Aufgabe: Kopiere aus den folgenden Einträgen einen Abschnitt Zeile für Zeile unverändert. Beginne mit der Zeile, die "vegetation is. Please return the bounding box." enthält, und höre nach der Zeile auf, die "[0,0,402,267]" enthält.

Gegebene Daten:
:::::

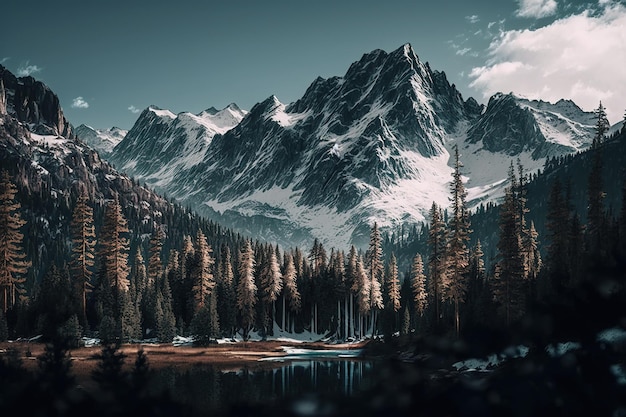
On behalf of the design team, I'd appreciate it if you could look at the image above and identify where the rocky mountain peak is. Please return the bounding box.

:::::

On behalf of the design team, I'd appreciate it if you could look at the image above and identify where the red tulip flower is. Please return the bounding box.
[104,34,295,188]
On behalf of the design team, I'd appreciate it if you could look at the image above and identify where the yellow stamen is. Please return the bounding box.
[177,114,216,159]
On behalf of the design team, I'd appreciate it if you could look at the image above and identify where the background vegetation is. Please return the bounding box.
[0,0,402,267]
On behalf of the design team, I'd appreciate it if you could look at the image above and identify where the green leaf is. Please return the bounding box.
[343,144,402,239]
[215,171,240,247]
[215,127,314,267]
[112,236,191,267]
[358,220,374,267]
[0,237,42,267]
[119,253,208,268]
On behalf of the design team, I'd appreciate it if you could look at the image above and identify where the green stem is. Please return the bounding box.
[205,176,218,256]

:::::

Lösung der Aufgabe:
On behalf of the design team, I'd appreciate it if you could look at the image above and identify where the background vegetation is. Please return the bounding box.
[0,0,402,267]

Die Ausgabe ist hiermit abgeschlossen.